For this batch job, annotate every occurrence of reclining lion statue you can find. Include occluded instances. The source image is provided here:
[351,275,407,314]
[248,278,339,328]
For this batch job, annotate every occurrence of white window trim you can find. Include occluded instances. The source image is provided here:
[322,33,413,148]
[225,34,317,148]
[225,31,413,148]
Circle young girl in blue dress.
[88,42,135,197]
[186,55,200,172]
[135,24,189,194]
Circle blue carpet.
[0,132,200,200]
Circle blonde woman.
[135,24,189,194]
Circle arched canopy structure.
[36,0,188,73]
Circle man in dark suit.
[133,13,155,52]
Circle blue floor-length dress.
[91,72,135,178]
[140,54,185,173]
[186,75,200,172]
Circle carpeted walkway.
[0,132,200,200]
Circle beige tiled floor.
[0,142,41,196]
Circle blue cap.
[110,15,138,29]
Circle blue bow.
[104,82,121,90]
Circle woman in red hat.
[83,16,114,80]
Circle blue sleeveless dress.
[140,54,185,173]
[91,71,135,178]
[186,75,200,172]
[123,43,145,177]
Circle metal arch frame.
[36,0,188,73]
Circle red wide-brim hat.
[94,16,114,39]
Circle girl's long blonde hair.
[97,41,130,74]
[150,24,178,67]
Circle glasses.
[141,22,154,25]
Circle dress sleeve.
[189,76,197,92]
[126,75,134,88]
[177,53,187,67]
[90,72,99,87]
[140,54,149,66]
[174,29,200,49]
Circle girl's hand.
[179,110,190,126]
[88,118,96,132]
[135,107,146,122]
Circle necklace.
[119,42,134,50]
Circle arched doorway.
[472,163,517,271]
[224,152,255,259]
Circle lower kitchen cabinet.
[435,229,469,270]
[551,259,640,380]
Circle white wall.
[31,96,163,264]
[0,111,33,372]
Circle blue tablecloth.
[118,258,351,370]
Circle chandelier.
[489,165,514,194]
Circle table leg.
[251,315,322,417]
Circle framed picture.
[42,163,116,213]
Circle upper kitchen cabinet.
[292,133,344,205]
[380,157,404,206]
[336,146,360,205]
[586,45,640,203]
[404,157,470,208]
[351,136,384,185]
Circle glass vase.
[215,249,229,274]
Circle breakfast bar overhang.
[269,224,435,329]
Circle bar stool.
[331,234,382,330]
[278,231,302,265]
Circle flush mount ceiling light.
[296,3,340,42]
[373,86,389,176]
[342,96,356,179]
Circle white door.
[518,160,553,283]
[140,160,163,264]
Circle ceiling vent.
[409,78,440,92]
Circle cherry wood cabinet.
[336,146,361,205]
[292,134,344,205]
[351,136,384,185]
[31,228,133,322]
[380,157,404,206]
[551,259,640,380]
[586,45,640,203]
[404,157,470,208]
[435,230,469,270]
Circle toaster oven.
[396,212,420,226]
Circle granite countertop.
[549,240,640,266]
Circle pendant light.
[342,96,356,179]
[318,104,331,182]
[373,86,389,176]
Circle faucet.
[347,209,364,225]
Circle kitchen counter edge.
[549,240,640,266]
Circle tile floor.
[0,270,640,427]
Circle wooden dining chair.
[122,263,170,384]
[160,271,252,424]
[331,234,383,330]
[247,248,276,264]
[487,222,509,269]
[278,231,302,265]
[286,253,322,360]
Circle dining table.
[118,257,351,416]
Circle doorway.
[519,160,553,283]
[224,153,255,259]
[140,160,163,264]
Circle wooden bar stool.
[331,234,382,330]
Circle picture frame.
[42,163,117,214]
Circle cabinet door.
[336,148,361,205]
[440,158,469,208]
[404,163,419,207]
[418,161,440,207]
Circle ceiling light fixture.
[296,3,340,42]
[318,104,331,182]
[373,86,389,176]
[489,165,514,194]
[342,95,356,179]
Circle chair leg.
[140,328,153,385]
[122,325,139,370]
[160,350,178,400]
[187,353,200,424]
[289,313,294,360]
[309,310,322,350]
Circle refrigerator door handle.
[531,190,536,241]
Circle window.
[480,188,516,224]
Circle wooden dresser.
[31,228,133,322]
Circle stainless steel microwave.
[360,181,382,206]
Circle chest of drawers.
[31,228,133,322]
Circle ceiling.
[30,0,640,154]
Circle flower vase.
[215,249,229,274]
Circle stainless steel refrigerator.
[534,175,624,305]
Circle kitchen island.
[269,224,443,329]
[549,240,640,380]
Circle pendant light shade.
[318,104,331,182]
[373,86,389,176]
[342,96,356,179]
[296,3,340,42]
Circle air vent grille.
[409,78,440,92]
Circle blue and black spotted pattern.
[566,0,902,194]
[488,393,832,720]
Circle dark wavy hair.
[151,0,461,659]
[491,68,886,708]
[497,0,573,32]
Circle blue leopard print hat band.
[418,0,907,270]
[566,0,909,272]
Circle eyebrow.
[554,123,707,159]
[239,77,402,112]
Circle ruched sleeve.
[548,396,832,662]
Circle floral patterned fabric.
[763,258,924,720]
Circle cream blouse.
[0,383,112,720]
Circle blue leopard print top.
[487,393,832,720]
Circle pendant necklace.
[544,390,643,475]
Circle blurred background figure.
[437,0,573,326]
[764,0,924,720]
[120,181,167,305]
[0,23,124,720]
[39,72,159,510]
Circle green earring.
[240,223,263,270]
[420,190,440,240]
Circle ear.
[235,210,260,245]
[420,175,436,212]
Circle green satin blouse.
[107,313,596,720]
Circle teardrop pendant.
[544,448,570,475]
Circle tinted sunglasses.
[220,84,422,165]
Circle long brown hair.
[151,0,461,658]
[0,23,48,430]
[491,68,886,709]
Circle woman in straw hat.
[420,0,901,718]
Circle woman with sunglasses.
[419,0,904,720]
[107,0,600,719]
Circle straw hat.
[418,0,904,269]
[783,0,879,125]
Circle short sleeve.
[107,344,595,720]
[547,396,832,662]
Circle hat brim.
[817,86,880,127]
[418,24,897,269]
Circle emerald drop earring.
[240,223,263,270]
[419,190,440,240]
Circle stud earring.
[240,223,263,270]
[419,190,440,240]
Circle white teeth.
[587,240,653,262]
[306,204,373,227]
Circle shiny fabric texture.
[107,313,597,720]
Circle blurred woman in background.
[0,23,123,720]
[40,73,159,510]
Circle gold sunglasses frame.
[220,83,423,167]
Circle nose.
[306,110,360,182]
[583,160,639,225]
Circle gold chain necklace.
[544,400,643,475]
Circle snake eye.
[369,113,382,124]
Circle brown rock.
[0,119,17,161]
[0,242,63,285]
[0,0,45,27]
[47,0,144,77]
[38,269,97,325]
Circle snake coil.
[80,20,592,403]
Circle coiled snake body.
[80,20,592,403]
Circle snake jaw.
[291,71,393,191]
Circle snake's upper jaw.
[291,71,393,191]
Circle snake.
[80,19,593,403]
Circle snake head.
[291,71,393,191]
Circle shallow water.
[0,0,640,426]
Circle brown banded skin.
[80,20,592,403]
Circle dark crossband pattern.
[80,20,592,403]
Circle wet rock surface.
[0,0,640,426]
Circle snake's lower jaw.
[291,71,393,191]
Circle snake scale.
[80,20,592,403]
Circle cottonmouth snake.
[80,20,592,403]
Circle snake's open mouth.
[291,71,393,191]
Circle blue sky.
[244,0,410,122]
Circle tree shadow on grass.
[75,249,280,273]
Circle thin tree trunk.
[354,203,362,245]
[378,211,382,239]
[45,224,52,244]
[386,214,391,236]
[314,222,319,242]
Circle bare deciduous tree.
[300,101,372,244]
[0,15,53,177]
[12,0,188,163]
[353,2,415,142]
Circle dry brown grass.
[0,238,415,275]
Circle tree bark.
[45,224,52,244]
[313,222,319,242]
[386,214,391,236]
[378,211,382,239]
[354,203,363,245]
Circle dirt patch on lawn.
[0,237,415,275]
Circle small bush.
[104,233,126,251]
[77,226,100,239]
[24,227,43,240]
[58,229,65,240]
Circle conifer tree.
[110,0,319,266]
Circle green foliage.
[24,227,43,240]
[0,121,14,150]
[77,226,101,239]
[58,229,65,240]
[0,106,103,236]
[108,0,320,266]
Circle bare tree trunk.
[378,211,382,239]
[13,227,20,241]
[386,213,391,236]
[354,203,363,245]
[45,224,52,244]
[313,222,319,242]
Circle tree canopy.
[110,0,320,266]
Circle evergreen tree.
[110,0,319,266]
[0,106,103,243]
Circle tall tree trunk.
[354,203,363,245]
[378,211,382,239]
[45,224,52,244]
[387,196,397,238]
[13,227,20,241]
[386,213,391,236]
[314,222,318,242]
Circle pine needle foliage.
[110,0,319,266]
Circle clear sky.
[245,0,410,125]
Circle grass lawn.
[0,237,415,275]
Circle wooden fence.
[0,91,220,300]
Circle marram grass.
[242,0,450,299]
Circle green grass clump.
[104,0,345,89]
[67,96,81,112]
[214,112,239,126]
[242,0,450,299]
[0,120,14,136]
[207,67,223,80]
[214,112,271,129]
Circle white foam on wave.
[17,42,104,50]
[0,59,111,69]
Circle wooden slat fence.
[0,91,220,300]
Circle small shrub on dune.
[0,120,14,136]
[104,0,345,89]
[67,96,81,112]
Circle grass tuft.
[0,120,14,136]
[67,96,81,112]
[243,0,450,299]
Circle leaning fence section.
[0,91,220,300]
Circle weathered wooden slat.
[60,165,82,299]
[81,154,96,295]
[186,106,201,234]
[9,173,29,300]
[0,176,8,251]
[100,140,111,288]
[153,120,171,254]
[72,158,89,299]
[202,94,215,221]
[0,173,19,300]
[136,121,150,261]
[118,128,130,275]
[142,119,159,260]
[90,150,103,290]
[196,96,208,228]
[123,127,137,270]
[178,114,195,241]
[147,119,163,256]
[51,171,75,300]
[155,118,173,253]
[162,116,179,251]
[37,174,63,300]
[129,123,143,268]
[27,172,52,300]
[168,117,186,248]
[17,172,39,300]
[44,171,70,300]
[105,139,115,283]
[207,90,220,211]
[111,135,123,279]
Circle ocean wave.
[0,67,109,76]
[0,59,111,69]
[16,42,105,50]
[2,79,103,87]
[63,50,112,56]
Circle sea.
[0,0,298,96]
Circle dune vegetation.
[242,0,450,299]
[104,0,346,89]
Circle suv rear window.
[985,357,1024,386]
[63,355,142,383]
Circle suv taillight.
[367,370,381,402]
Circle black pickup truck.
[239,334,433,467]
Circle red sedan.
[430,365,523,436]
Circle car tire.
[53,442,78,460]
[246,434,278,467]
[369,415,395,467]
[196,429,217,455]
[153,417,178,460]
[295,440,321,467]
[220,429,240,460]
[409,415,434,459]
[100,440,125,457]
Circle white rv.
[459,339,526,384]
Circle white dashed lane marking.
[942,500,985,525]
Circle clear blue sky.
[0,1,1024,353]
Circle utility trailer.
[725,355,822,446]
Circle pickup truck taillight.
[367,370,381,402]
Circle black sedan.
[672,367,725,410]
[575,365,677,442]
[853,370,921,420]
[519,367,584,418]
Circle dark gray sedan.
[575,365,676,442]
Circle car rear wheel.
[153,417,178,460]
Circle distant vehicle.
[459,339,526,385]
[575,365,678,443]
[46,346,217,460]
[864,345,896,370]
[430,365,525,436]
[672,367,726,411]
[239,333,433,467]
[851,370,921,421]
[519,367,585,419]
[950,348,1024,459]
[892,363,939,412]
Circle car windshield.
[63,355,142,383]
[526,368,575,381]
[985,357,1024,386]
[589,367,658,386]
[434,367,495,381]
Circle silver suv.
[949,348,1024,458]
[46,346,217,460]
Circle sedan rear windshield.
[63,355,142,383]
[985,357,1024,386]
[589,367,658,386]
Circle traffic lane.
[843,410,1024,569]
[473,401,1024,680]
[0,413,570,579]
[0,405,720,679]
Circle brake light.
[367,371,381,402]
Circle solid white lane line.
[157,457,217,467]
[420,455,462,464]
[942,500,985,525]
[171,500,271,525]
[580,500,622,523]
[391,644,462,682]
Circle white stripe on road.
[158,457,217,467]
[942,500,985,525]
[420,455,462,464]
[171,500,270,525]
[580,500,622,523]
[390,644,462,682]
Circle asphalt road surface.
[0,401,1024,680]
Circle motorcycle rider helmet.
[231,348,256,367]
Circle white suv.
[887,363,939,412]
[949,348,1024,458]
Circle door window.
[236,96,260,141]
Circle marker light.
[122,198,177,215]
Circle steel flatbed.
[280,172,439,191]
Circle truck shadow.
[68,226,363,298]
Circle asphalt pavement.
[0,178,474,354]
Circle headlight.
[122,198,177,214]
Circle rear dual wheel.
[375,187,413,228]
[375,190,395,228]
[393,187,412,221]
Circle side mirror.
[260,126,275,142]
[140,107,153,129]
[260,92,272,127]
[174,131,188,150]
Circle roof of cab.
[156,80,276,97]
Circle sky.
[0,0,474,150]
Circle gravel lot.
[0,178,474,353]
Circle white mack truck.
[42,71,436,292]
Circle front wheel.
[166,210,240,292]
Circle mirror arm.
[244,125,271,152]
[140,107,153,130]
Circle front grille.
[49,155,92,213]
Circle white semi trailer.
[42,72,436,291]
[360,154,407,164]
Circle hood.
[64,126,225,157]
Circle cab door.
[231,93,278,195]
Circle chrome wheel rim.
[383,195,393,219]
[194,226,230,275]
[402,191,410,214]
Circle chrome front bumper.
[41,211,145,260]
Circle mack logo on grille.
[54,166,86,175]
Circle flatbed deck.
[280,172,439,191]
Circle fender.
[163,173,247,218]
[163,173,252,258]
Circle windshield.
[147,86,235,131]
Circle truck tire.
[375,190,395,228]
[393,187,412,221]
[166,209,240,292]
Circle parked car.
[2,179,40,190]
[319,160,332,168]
+---+
Your task>
Could you reproduce the records verbatim, from their first line through the line containing "[133,13,155,52]", with both ends included?

Response to this exercise>
For this batch job, annotate every occurrence of reclining lion statue you can find. Include occluded instances. The source image is provided here:
[351,275,407,314]
[248,278,339,328]
For this batch job, annotate every occurrence of white window trim you can find. Include occluded instances. The source image is provided here:
[322,33,413,148]
[225,34,317,148]
[225,31,413,148]
Circle young girl in blue dress.
[88,42,135,197]
[186,55,200,172]
[135,24,189,194]
Circle blue carpet.
[0,132,200,200]
Circle blonde woman.
[135,24,189,194]
Circle arched canopy structure.
[36,0,188,73]
Circle man in dark suit.
[133,13,155,52]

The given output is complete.